## TASK GOAL
Can you continue the foundation essay about changes since 2020 from the point where it stops?

___ EXERCISE TEXT

In a series of posts on the Center for Effective Philanthropy blog, leaders from eight foundations shared — in their own words — the most important changes they have made at their foundation since 2020 that they plan to sustain going forward. Read the full series here.
Timing is everything. In January 2020, Rose Community Foundation — with new executive leadership and an eager board and staff — unveiled its first new strategic plan since the Foundation’s creation 25 years prior. We intended to pause our grantmaking for at least two quarters to operationalize the new plan. Less than two months later, COVID-19 shut down the world, and we could not sit on the sidelines.
Crises are not without opportunities. While many of the changes we’ve made were envisioned by our new plan, the crises of the past two years greatly accelerated our rate of change. We were able to shed longstanding practices that no longer served us or our community and lean into our new commitments and aspirations more quickly, deeply, and flexibly than we had imagined possible.
We had already committed to shifting from a knowing organization to a learning organization, and COVID required us to quickly immerse ourselves in learning a landscape replete with new terminology, new concerns, and new partners. Propelled by the pandemic’s disparate impacts on communities of color — as well as the nationwide dialogue on racial justice following George Floyd’s murder — we embarked on a series of 50+ “listening and learning” conversations with BIPOC-led and-serving grassroots organizations, which ultimately culminated in new learnings, new relationships, and new grantees.
Our strategic plan aimed to dismantle our longstanding grantmaking silos and rearrange our work in pursuit of equity/justice and inclusion/engagement, and the events of the past two years accelerated this evolution. Pre-2020 data showed that our region’s prosperity was not experienced equitably, with vast disparities occurring along racial, gender, and geographic lines. COVID-19 shone a bright light on those disparities — and exacerbated them — across a wide range of issues. We prioritized populations most disparately impacted by the pandemic and racial injustice in our community grantmaking while expanding our investments in the policy and advocacy arena.

______
___ ENTRIES SUPPLIED

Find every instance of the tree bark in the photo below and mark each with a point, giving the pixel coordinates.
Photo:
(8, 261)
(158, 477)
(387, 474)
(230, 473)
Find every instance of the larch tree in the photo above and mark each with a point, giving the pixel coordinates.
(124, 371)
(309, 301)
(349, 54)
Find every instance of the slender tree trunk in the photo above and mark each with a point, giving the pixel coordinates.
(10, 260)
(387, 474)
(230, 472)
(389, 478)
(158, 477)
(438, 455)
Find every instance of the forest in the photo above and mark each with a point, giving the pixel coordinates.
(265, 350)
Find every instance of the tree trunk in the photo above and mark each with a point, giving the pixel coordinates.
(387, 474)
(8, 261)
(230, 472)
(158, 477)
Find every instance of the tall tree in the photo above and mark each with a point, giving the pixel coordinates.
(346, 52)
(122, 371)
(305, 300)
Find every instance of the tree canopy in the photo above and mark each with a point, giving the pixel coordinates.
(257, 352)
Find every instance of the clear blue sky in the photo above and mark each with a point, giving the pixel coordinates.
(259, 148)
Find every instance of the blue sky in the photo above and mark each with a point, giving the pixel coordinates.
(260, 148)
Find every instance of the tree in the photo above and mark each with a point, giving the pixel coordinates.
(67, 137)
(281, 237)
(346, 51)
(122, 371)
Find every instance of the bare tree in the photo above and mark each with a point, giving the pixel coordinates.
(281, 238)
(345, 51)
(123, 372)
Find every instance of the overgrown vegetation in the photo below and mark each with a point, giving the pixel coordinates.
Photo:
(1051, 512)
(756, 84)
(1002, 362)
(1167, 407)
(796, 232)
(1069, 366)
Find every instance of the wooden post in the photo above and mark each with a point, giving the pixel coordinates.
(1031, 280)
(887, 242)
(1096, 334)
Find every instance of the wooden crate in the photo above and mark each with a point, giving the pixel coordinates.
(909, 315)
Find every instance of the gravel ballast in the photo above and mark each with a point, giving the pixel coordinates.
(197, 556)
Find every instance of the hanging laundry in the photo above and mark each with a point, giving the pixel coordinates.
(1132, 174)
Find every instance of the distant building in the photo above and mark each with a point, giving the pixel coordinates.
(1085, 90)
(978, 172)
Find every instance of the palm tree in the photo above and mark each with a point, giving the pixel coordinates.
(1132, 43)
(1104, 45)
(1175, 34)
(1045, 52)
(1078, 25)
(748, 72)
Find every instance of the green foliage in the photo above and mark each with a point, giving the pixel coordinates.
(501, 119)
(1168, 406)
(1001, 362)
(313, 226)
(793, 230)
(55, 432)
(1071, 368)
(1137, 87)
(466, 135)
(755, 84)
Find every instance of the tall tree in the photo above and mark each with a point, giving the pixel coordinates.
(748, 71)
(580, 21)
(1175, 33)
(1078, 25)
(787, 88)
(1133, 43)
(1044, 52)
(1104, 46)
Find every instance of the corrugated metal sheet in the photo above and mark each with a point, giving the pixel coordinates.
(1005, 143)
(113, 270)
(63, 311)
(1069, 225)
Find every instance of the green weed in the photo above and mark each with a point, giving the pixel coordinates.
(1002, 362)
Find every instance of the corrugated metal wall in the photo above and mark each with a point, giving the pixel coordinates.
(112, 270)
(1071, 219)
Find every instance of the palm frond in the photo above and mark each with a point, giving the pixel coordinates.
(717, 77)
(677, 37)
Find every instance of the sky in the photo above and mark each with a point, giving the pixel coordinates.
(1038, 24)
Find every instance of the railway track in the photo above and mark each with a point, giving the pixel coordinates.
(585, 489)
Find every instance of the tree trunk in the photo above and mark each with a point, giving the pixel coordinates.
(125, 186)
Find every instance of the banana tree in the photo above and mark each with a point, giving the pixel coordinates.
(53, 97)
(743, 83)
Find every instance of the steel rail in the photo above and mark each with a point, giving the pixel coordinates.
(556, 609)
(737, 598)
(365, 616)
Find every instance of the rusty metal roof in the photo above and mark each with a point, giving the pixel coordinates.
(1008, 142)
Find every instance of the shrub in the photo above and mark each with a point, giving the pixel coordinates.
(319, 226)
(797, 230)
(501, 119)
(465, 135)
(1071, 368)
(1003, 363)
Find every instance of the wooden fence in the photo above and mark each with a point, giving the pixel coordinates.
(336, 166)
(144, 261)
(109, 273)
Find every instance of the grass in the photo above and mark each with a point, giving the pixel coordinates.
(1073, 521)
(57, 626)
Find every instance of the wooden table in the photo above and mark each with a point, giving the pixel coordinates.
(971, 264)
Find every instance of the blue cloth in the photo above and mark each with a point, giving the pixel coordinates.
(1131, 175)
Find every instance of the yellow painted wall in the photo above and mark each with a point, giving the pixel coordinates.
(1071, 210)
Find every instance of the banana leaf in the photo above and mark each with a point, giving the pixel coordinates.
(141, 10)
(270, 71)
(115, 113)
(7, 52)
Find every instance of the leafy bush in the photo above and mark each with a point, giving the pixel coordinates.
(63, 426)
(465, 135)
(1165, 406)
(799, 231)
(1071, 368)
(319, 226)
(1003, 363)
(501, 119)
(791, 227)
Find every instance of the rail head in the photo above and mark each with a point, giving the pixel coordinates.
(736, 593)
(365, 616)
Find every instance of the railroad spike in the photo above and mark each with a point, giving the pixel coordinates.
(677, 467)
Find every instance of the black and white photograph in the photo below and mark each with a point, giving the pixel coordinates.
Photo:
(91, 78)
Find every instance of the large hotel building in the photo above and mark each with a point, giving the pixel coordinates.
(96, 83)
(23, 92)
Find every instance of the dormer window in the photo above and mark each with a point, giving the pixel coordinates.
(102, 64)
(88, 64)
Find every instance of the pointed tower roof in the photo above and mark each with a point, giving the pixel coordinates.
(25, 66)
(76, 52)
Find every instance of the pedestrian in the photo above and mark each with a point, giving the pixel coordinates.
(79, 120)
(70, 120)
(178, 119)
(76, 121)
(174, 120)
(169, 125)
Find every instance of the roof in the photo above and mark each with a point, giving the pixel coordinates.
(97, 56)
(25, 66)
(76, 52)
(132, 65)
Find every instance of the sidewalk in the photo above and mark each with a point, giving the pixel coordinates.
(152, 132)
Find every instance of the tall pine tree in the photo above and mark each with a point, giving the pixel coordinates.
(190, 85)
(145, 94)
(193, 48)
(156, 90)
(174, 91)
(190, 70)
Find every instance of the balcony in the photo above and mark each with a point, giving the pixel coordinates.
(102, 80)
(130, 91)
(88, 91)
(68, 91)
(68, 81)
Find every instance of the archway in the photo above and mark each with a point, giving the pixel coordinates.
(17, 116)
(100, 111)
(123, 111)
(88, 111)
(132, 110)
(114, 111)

______

## WRITTEN RESPONSE
We had already declared inclusion to be one of our core values and strategic goals, and the crises combined with intentionality and technology to transform the way nonprofit organizations interact with us. Wanting to lower the barriers of access and open the door to relevant new organizations, we launched the Foundation’s first large-scale open RFP — accelerating our pivot toward competitive, open, and transparent grant cycles that allow us to better understand and impact the ecosystems in which we are funding.
Colorado foundations collaborate often, but the pandemic amplified that partnership ethos even more. Numerous pooled funds targeting specific populations or issues emerged at multiple foundations, and we supported nearly every one. We also partnered with The Denver Foundation and Community First Foundation to launch a zero-interest Metro Denver Nonprofit Loan Fund prioritizing BIPOC-led/serving nonprofits, who — as a group — had not fared well in the federal pandemic emergency loan program or, historically, in the commercial banking markets. And we are now partnering with Governor Jared Polis to house the Colorado Afghan Evacuee Support Fund to raise and deploy philanthropic resources to the organizations assisting local Afghan evacuees.
As a community foundation, an important component of our partnership landscape is our donor-advised fundholders. While our DAFs have always been highly active, the crises of the past two years provided unprecedented opportunities to activate these donor partnerships even more — from hosting frequent webinars and virtual panels to invitations to leverage their philanthropy by supporting our COVID response and racial justice pooled funds to opportunities to review grant applications curated to align with their interests and the community’s urgent needs.
The strength of a strategic plan is tested by how it informs and performs in times of rapid change and unanticipated needs. External events forced us to build our new plane while flying it, but also provided the tailwinds to propel us to our intended destinations faster.